» **What you need to do**: Beneath this task is a listing; retype all of it exactly.

>>>

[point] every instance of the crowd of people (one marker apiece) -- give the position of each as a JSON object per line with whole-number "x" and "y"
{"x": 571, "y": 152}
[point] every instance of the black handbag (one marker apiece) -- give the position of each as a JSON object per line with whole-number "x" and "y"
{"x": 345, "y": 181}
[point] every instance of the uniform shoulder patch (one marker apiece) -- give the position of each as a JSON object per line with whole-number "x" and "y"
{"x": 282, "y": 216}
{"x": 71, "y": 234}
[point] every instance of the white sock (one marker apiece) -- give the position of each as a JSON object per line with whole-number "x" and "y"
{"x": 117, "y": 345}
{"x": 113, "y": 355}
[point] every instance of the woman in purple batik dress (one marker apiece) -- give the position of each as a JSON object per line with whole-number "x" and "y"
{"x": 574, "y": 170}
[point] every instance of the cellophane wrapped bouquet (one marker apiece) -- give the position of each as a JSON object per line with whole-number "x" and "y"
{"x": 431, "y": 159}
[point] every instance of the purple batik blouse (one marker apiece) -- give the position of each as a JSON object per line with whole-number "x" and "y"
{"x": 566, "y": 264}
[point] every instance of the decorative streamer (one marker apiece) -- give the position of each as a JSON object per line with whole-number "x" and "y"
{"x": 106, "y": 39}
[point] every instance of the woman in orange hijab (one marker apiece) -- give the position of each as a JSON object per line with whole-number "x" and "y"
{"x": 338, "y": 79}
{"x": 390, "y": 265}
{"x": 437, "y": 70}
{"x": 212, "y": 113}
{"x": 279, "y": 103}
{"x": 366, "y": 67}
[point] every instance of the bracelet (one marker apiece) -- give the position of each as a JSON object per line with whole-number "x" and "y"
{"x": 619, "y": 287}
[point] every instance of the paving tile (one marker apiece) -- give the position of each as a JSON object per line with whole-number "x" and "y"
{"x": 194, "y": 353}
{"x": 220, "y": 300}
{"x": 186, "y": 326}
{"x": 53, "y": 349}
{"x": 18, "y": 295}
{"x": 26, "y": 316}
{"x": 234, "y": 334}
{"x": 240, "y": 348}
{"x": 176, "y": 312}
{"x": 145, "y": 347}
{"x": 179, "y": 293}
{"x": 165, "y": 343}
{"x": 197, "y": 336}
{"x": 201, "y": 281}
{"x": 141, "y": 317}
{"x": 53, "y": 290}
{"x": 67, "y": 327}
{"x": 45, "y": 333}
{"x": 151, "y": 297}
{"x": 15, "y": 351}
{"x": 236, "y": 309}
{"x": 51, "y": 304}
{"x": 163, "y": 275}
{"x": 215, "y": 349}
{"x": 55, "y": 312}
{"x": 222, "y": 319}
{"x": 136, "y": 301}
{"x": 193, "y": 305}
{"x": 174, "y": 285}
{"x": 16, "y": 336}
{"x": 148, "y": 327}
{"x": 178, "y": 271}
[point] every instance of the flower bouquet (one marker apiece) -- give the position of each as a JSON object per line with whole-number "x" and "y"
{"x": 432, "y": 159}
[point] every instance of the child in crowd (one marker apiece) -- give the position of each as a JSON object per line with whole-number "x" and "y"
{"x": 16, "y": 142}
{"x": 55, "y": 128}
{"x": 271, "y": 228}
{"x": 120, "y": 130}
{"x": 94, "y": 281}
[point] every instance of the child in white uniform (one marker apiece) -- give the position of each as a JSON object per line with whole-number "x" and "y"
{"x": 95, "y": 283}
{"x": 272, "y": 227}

<<<

» **Task solution**:
[point] every instance of the crowd of people (one marker apiece) -- give the position of each as a JSON object per line with whole-number "x" and "y"
{"x": 571, "y": 152}
[point] every instance of the black handbag (one marker apiece) -- give the position of each as a JSON object per line with whole-number "x" and "y"
{"x": 345, "y": 181}
[point] every instance of the uniform shoulder patch (one marker apiece) -- give the position of each as a JSON object per line with whole-number "x" and "y"
{"x": 282, "y": 216}
{"x": 71, "y": 234}
[point] every instance of the white sock (one marker apiece) -- give the position of each as a JSON object per line with whole-number "x" and "y"
{"x": 117, "y": 345}
{"x": 113, "y": 355}
[point] every instance of the woman in purple batik dress (one marker apiece) -- give the position of each as a JSON object per line with whole-number "x" and "y"
{"x": 574, "y": 170}
[point] every instance of the cellophane wrapped bouquet (one marker apiece) -- give the position of each as a JSON object per line with whole-number "x" and "y"
{"x": 431, "y": 159}
[point] every instance of the purple batik blouse (one marker apiece) -- give the position of each as a JSON object per line with whole-number "x" and "y"
{"x": 566, "y": 264}
[point] every instance of the decorative streamer (one marker apiece) -- give the position of each as a JSON object per line with whole-number "x" and "y"
{"x": 106, "y": 39}
[point] every instance of the woman in orange hijab (one marker apiece) -- give the position of each as a JSON object per line with whole-number "x" and "y"
{"x": 338, "y": 79}
{"x": 390, "y": 265}
{"x": 437, "y": 70}
{"x": 212, "y": 113}
{"x": 279, "y": 103}
{"x": 366, "y": 67}
[point] every instance of the bracelet (one marker apiece) -- give the position of each as a JSON object per line with whole-number "x" and "y"
{"x": 619, "y": 287}
[point] every instance of the paving tile (one marker apiece) -- give the position of each as a JSON object per line with whole-number "x" and "y"
{"x": 194, "y": 353}
{"x": 220, "y": 300}
{"x": 186, "y": 326}
{"x": 53, "y": 349}
{"x": 18, "y": 295}
{"x": 26, "y": 316}
{"x": 234, "y": 334}
{"x": 240, "y": 348}
{"x": 176, "y": 312}
{"x": 145, "y": 347}
{"x": 179, "y": 293}
{"x": 165, "y": 343}
{"x": 197, "y": 336}
{"x": 201, "y": 281}
{"x": 141, "y": 317}
{"x": 53, "y": 290}
{"x": 67, "y": 327}
{"x": 45, "y": 333}
{"x": 151, "y": 297}
{"x": 15, "y": 351}
{"x": 236, "y": 309}
{"x": 51, "y": 304}
{"x": 163, "y": 275}
{"x": 215, "y": 349}
{"x": 55, "y": 312}
{"x": 222, "y": 319}
{"x": 136, "y": 301}
{"x": 193, "y": 305}
{"x": 174, "y": 285}
{"x": 16, "y": 336}
{"x": 148, "y": 327}
{"x": 178, "y": 271}
[point] every instance of the flower bouquet (one marker apiece) -- give the position of each as a JSON object per line with whole-number "x" and "y"
{"x": 432, "y": 159}
[point] every instance of the child in crowd (one marker apiece) -- give the position of each as a JSON object per line with whole-number "x" and "y"
{"x": 16, "y": 142}
{"x": 55, "y": 128}
{"x": 271, "y": 228}
{"x": 120, "y": 130}
{"x": 94, "y": 281}
[point] every instance of the child in white uniform (one marker apiece) -- give the position of each as a JSON object per line with whole-number "x" and "y"
{"x": 95, "y": 283}
{"x": 272, "y": 227}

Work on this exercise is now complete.